Natural language region descriptions
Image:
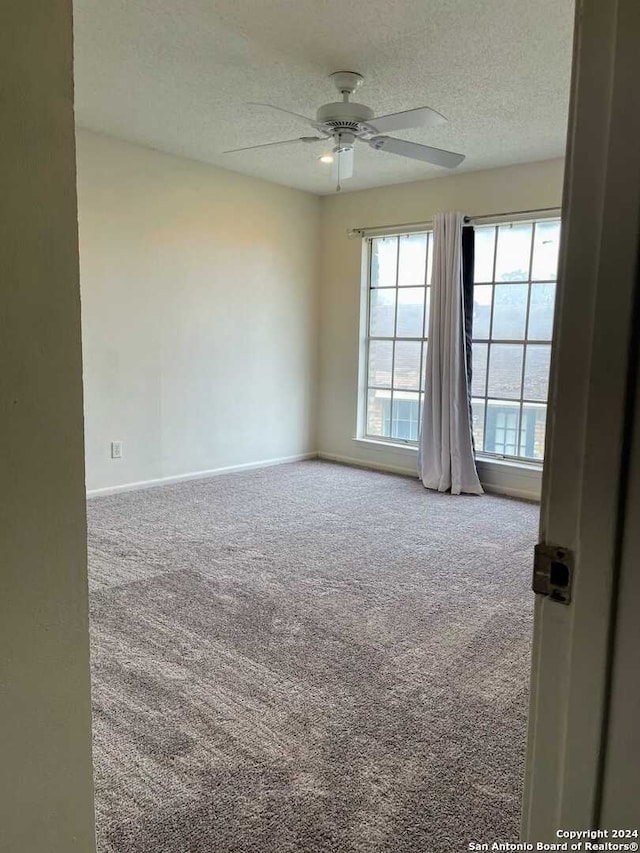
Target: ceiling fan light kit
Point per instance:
(347, 122)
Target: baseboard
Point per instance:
(369, 464)
(198, 475)
(496, 478)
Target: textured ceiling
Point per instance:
(176, 76)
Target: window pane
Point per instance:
(412, 264)
(477, 407)
(380, 362)
(384, 261)
(405, 416)
(546, 242)
(505, 371)
(410, 312)
(482, 295)
(427, 313)
(379, 413)
(406, 369)
(423, 371)
(532, 433)
(513, 253)
(509, 312)
(479, 373)
(543, 297)
(484, 248)
(383, 310)
(536, 372)
(502, 427)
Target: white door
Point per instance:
(591, 412)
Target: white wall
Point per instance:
(534, 185)
(46, 792)
(199, 311)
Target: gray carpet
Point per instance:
(308, 658)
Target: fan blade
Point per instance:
(284, 142)
(420, 117)
(343, 165)
(437, 156)
(306, 119)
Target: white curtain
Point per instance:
(445, 451)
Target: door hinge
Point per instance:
(553, 572)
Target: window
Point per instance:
(398, 269)
(514, 296)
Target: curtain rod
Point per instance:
(469, 220)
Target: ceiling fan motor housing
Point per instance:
(345, 121)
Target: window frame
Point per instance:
(365, 317)
(365, 337)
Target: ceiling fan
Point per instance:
(346, 122)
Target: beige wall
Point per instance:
(199, 309)
(534, 185)
(46, 797)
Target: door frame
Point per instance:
(589, 423)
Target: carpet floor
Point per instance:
(308, 659)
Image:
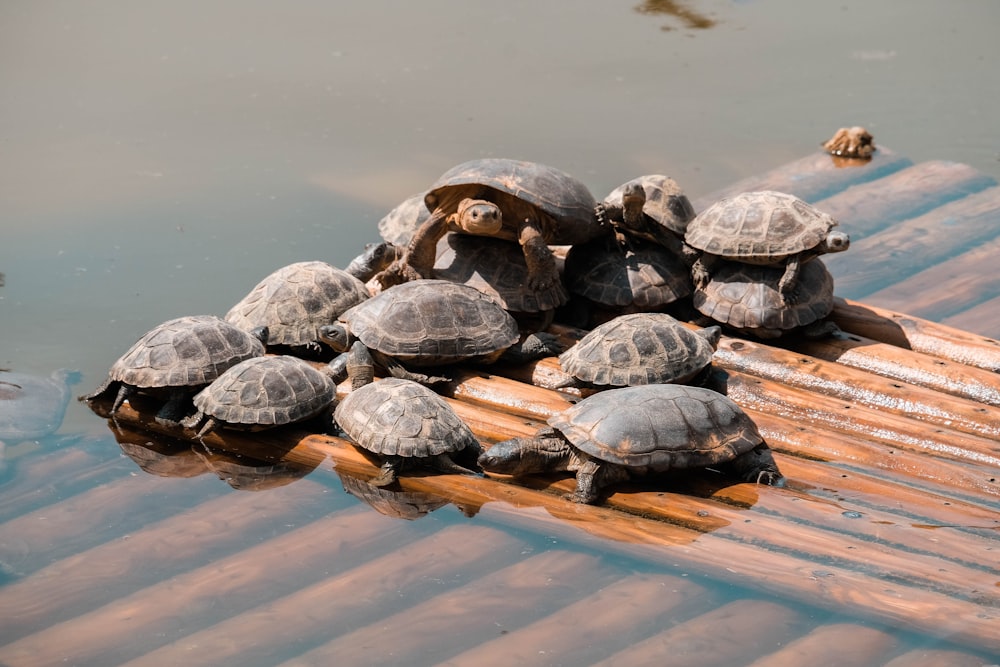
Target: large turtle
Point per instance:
(747, 298)
(294, 301)
(533, 204)
(178, 357)
(638, 349)
(640, 276)
(263, 392)
(651, 207)
(614, 434)
(765, 228)
(406, 424)
(428, 323)
(497, 268)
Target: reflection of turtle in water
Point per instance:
(615, 434)
(31, 406)
(762, 228)
(747, 298)
(178, 357)
(532, 204)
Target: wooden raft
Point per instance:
(889, 437)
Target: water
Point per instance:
(158, 160)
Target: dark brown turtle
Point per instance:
(638, 349)
(763, 228)
(651, 207)
(746, 298)
(427, 323)
(527, 202)
(294, 301)
(178, 357)
(615, 434)
(497, 268)
(263, 392)
(639, 277)
(406, 424)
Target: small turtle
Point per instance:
(639, 277)
(651, 207)
(527, 202)
(766, 228)
(431, 323)
(614, 434)
(177, 358)
(294, 301)
(263, 392)
(33, 406)
(746, 298)
(404, 423)
(497, 268)
(638, 349)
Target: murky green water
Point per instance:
(156, 160)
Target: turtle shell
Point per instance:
(395, 417)
(638, 349)
(187, 351)
(746, 297)
(759, 225)
(267, 391)
(399, 224)
(427, 322)
(497, 268)
(658, 427)
(561, 196)
(294, 301)
(666, 202)
(644, 277)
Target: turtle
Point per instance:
(764, 227)
(651, 207)
(263, 392)
(177, 358)
(33, 406)
(533, 204)
(293, 302)
(497, 268)
(638, 349)
(614, 434)
(404, 423)
(431, 323)
(640, 277)
(746, 298)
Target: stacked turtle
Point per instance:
(757, 271)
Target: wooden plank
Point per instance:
(599, 624)
(345, 601)
(866, 208)
(446, 624)
(913, 333)
(185, 539)
(733, 634)
(915, 244)
(813, 177)
(839, 644)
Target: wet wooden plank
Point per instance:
(185, 539)
(348, 600)
(732, 634)
(813, 177)
(911, 246)
(594, 627)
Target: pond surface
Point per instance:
(157, 160)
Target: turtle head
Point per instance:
(478, 216)
(336, 335)
(522, 456)
(836, 242)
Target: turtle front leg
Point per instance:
(542, 272)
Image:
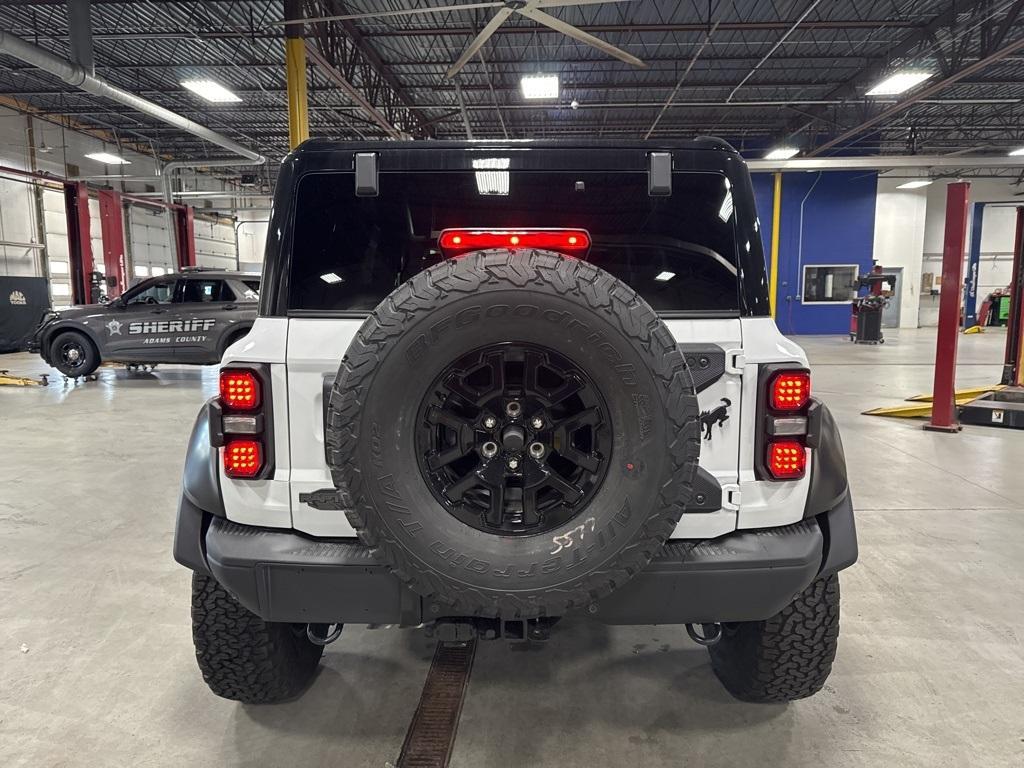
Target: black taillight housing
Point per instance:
(241, 421)
(783, 409)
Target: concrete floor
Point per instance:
(97, 666)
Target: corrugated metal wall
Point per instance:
(215, 245)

[REQUIRED WORK] What you should return is the exact text of every line from the top of the entries through the line with "Target: window pane", pictures removed.

[SOLUTION TO THE EXERCISE]
Image:
Target: ceiling fan light kit
Point per instance:
(347, 122)
Target: baseboard
Point per instance:
(369, 464)
(198, 475)
(496, 478)
Target: textured ceiling
Point per instance:
(176, 76)
Target: window pane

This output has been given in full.